## Exercise objective
Rewrite the records from the line containing "of the sandal." through the end of the records, inclusive, as a Markdown table with the columns Row and Line, one numbered row per line, leaving out any blank lines.
-- BEGIN --
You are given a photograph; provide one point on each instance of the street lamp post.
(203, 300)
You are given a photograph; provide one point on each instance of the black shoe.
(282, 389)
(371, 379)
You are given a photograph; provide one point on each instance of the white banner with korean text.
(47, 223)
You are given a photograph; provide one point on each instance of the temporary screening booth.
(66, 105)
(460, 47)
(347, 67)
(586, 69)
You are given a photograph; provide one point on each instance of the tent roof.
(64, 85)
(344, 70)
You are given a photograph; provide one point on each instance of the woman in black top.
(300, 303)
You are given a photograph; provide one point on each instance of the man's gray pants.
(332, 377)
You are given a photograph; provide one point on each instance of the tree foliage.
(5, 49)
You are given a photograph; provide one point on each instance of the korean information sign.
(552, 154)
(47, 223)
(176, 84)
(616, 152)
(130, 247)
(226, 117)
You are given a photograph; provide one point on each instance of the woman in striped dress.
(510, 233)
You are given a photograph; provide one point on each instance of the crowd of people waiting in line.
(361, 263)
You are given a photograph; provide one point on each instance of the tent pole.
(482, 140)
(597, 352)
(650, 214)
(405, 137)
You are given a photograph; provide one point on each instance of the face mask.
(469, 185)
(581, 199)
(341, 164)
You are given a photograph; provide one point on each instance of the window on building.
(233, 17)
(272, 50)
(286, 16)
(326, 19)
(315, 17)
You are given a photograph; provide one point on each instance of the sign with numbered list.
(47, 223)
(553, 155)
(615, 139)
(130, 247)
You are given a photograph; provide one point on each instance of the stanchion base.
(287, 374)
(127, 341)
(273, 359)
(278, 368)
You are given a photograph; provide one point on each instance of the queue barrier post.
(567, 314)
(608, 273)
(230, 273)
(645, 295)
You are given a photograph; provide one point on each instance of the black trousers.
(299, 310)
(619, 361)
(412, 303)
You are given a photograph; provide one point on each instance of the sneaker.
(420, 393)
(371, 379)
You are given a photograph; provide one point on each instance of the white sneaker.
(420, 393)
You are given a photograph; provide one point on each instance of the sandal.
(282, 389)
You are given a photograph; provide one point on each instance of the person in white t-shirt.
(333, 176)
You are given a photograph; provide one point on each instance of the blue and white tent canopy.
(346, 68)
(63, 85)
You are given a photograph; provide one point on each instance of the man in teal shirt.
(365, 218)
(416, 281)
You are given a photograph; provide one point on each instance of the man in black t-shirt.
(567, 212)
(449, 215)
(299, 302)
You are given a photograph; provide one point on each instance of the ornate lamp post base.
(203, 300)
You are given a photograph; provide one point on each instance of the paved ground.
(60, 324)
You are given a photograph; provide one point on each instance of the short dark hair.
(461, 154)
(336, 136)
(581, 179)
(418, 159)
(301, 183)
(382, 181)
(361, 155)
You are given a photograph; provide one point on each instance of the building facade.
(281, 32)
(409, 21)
-- END --
## Complete response
| Row | Line |
|---|---|
| 1 | You are given a photograph; provide one point on each instance of the sandal. |
| 2 | (282, 389) |
| 3 | You are given a photograph; provide one point on each instance of the person in white t-shirt. |
| 4 | (333, 176) |
| 5 | You are given a photograph; provide one point on each instance of the blue and white tent canopy. |
| 6 | (346, 68) |
| 7 | (63, 85) |
| 8 | You are given a photograph; provide one point on each instance of the man in teal shirt. |
| 9 | (365, 218) |
| 10 | (416, 281) |
| 11 | You are given a photograph; provide one point on each instance of the man in black t-shirt. |
| 12 | (567, 212) |
| 13 | (449, 215) |
| 14 | (299, 302) |
| 15 | You are given a photograph; provide one point on each instance of the ornate lamp post base. |
| 16 | (203, 300) |
| 17 | You are given a photograph; provide one point on each instance of the paved ground. |
| 18 | (60, 324) |
| 19 | You are given a photograph; provide one point on each instance of the short dark hair. |
| 20 | (461, 154) |
| 21 | (336, 136) |
| 22 | (581, 179) |
| 23 | (418, 159) |
| 24 | (301, 183) |
| 25 | (382, 181) |
| 26 | (361, 155) |
| 27 | You are given a photograph; provide one point on each instance of the building facade. |
| 28 | (281, 32) |
| 29 | (409, 21) |